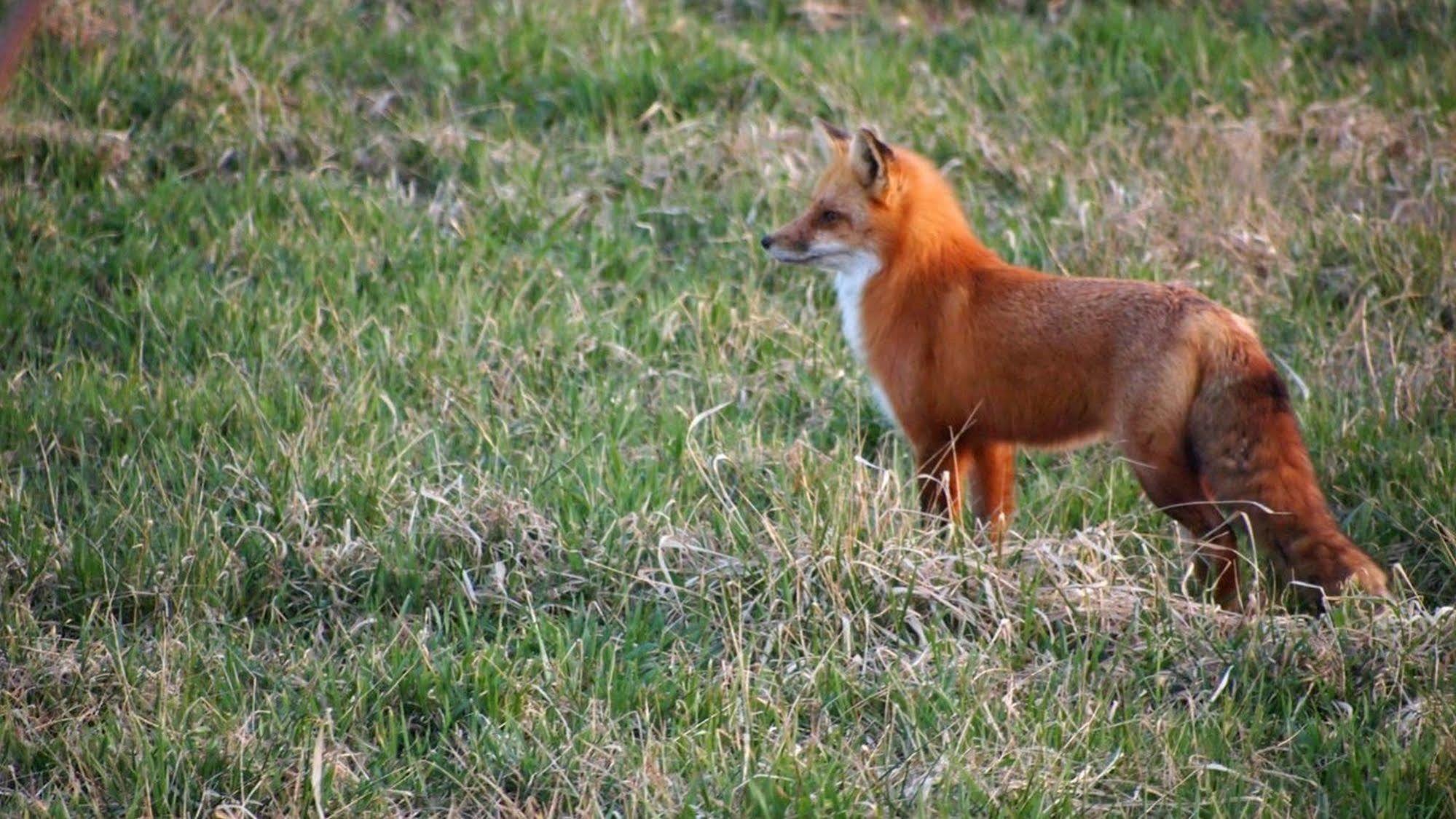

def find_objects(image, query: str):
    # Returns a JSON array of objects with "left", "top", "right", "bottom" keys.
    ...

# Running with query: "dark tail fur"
[{"left": 1188, "top": 314, "right": 1389, "bottom": 605}]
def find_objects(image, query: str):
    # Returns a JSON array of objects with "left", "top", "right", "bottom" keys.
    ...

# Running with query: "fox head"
[{"left": 758, "top": 119, "right": 897, "bottom": 272}]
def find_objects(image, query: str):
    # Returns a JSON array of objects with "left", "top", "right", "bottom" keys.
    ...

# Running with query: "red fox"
[{"left": 761, "top": 121, "right": 1389, "bottom": 609}]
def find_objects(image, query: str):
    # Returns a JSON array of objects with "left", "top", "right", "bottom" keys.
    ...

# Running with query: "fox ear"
[
  {"left": 814, "top": 116, "right": 849, "bottom": 159},
  {"left": 849, "top": 128, "right": 895, "bottom": 197}
]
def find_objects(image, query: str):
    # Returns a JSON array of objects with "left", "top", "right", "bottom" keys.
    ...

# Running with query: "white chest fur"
[{"left": 833, "top": 253, "right": 900, "bottom": 426}]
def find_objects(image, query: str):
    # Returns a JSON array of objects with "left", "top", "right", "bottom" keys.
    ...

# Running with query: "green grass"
[{"left": 0, "top": 0, "right": 1456, "bottom": 816}]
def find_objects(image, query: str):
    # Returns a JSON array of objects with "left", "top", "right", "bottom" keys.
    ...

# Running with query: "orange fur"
[{"left": 763, "top": 124, "right": 1388, "bottom": 608}]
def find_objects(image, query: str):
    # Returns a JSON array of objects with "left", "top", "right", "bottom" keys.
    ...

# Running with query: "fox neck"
[{"left": 881, "top": 151, "right": 1002, "bottom": 275}]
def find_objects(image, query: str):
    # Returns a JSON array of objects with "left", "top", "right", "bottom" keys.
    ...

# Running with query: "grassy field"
[{"left": 0, "top": 0, "right": 1456, "bottom": 818}]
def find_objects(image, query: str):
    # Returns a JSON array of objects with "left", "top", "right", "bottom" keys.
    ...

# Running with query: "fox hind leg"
[{"left": 967, "top": 443, "right": 1016, "bottom": 553}]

___

Aim of the task: List every line above that contains the word "Running". Copy each such line in full.

Task response:
# Running with query: "dark tail fur"
# Running with query: "fox head"
# Running with query: "red fox"
# Running with query: "fox ear"
# Running with query: "white chest fur"
# Running with query: "green grass"
# Running with query: "orange fur"
# Running with query: "fox neck"
# Running with query: "grassy field"
# Running with query: "fox hind leg"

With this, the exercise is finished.